§ Teks yang Diberikan:
______________________________

1Tesalonika 2:3-5 - “(3) Sebab nasihat kami tidak lahir dari kesesatan atau dari maksud yang tidak murni dan juga tidak disertai tipu daya. (4) Sebaliknya, karena Allah telah menganggap kami layak untuk mempercayakan Injil kepada kami, karena itulah kami berbicara, bukan untuk menyukakan manusia, melainkan untuk menyukakan Allah yang menguji hati kita. (5) Karena kami tidak pernah bermulut manis - hal itu kamu ketahui - dan tidak pernah mempunyai maksud loba yang tersembunyi - Allah adalah saksi -”.

Bdk. Galatia 1:10 - “Jadi bagaimana sekarang: adakah kucari kesukaan manusia atau kesukaan Allah? Adakah kucoba berkenan kepada manusia? Sekiranya aku masih mau mencoba berkenan kepada manusia, maka aku bukanlah hamba Kristus”.

Tetapi celakanya, banyak ‘orang Kristen’ senang kepada ‘hamba Tuhan’ yang pemberitaannya menyenangkan telinga mereka, dan sebaliknya, membenci hamba Tuhan yang sejati yang memberitakan kebenaran yang ‘menyakitkan hati’ mereka.

2Timotius 4:3-4 - “(3) Karena akan datang waktunya, orang tidak dapat lagi menerima ajaran sehat, tetapi mereka akan mengumpulkan guru-guru menurut kehendaknya untuk memuaskan keinginan telinganya. (4) Mereka akan memalingkan telinganya dari kebenaran dan membukanya bagi dongeng”.

Bdk. 1Raja-Raja 22:8 - “Jawab raja Israel kepada Yosafat: ‘Masih ada seorang lagi yang dengan perantaraannya dapat diminta petunjuk TUHAN. Tetapi aku membenci dia, sebab tidak pernah ia menubuatkan yang baik tentang aku, melainkan malapetaka. Orang itu ialah Mikha bin Yimla.’ Kata Yosafat: ‘Janganlah raja berkata demikian.’”.

______________________________

§ Uraian Tugas:
Jawablah pertanyaan berikut berdasarkan teks tentang hamba Tuhan di atas.
1. Menurut kutipan Galatia 1:10, apa akibatnya jika aku masih mau mencoba berkenan kepada manusia?
2. Menurut kutipan 2Timotius 4:3-4, kepada apa orang akan membuka telinganya setelah memalingkannya dari kebenaran?
3. Siapa nama orang yang dibenci raja Israel dalam kutipan 1Raja-Raja 22:8?

§ Data Tersedia:
______________________________

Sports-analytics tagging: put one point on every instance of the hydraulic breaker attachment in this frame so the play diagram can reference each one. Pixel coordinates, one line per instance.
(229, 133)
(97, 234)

______________________________

§ Hasil Latihan:
1. Aku bukanlah hamba Kristus.
2. Kepada dongeng.
3. Mikha bin Yimla.